→ Dataset entries
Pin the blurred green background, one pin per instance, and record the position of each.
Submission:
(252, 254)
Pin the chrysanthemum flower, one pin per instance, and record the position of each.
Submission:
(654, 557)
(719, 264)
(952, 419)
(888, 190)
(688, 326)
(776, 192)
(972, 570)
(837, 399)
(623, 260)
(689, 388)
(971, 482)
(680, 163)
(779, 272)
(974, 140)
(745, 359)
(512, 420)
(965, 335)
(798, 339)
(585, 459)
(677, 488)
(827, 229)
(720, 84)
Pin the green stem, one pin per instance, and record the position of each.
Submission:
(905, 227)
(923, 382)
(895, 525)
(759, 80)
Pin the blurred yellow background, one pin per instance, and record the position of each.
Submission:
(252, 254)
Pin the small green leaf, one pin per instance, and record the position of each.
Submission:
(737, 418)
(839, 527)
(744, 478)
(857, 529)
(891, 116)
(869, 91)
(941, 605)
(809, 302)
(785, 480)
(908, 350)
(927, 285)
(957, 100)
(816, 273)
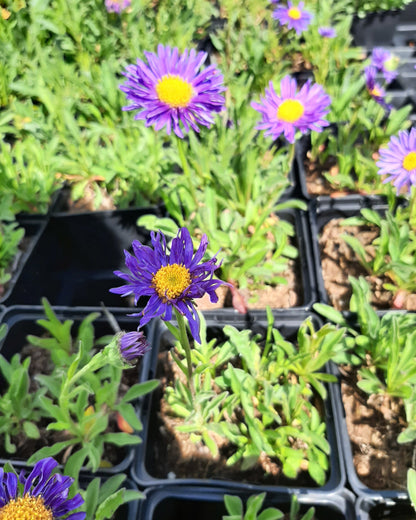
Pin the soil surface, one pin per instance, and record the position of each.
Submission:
(41, 364)
(172, 454)
(279, 296)
(373, 424)
(338, 262)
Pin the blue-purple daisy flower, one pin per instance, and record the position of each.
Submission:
(294, 16)
(172, 279)
(398, 160)
(117, 6)
(293, 110)
(171, 91)
(42, 495)
(133, 345)
(385, 62)
(327, 32)
(375, 90)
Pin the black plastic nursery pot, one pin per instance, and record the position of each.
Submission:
(382, 28)
(375, 29)
(34, 228)
(21, 321)
(158, 444)
(324, 210)
(73, 262)
(353, 479)
(302, 147)
(377, 508)
(188, 503)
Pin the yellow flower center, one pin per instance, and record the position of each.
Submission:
(409, 162)
(294, 13)
(290, 110)
(174, 91)
(171, 280)
(26, 508)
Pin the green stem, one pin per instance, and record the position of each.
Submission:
(186, 171)
(412, 208)
(184, 341)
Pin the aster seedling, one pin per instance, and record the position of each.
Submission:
(254, 509)
(267, 383)
(84, 395)
(20, 410)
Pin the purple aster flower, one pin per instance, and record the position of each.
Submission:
(327, 32)
(117, 6)
(293, 16)
(398, 160)
(384, 61)
(293, 110)
(133, 345)
(171, 279)
(171, 91)
(374, 89)
(43, 496)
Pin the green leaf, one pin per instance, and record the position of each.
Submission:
(234, 505)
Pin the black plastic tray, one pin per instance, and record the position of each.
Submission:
(288, 325)
(21, 321)
(184, 503)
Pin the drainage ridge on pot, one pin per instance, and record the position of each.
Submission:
(147, 455)
(74, 260)
(21, 321)
(34, 229)
(188, 503)
(378, 507)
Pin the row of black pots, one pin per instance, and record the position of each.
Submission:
(385, 28)
(181, 496)
(73, 259)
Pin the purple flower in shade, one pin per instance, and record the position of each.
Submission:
(171, 279)
(133, 345)
(117, 6)
(293, 110)
(374, 89)
(398, 160)
(327, 32)
(171, 91)
(293, 16)
(44, 496)
(384, 61)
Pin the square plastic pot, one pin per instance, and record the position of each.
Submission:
(322, 211)
(357, 486)
(188, 503)
(73, 262)
(288, 325)
(21, 321)
(34, 228)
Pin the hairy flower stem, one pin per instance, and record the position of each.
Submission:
(412, 208)
(186, 171)
(184, 341)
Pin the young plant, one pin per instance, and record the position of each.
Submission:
(20, 409)
(235, 509)
(392, 252)
(385, 346)
(86, 424)
(10, 238)
(271, 394)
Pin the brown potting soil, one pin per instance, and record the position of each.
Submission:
(373, 423)
(338, 262)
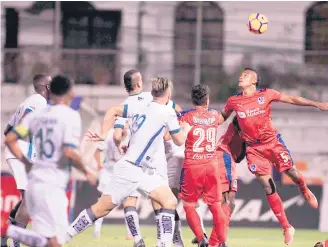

→ What this task involves
Rewrite the rows starting at the line containing "Pin the brown" and ending at the final row, switching "potting soil" to "garden soil" and leaving everything else unchanged. Omit the pictures from your answer.

→ Reply to the exercise
Pin the brown garden soil, one pin per instance, and record the position of each.
Submission:
(373, 423)
(338, 262)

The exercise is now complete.